◆ ASSIGNED TASK ◆
Below are records; output exactly the lines from the one with "Point out the blue" through their final line.

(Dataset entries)
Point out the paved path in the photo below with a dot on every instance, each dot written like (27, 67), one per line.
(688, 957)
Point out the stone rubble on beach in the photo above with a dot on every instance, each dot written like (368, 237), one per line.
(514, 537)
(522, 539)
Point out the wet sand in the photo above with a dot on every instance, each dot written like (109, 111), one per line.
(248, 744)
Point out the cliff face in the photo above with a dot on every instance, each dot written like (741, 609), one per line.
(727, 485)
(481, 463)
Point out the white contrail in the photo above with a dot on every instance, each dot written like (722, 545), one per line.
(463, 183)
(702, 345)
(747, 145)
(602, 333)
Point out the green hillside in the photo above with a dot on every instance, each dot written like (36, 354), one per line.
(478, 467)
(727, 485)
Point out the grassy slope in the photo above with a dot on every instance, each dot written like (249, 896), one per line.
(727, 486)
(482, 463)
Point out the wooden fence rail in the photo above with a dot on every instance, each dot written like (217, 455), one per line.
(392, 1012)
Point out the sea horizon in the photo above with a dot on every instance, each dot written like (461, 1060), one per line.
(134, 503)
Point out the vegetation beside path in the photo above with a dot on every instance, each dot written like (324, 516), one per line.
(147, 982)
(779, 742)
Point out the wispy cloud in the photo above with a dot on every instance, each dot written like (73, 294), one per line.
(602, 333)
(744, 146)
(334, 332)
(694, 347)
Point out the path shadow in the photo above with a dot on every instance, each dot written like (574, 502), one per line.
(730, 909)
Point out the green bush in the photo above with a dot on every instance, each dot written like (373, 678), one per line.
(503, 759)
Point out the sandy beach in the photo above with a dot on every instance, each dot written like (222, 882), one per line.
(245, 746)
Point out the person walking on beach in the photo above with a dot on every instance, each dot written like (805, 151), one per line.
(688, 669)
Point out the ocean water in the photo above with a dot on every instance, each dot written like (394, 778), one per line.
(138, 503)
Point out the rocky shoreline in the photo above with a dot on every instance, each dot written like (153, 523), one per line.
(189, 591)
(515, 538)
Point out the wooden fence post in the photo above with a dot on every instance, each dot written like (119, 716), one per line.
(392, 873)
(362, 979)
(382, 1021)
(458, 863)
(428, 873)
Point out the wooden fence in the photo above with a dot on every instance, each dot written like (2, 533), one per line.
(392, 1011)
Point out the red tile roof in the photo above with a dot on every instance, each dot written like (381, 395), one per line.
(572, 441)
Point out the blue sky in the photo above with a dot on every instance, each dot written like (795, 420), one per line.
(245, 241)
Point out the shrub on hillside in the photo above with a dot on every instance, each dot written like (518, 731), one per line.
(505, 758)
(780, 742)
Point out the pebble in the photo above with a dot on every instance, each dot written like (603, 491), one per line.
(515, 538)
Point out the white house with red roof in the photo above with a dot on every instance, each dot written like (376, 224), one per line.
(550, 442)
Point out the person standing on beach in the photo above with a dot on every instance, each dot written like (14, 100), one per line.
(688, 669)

◆ SOLUTION BELOW ◆
Point out the blue sky in the photo above with a dot on every instance, each dot written like (795, 420), one per line.
(245, 241)
Point out the shrub on hillside in the photo above with a dot on every instance, each dot written like (518, 731), one per line.
(505, 758)
(780, 742)
Point out the pebble in the photo above with a dot on every instance, each dot written like (603, 491), one per line.
(515, 538)
Point out the white house with red roof in the photo above with a dot on every instance, each dot written like (376, 224), one per line.
(550, 442)
Point out the person standing on beach in the photo above with a dot on every instance, each dot written like (14, 100), one per line.
(688, 669)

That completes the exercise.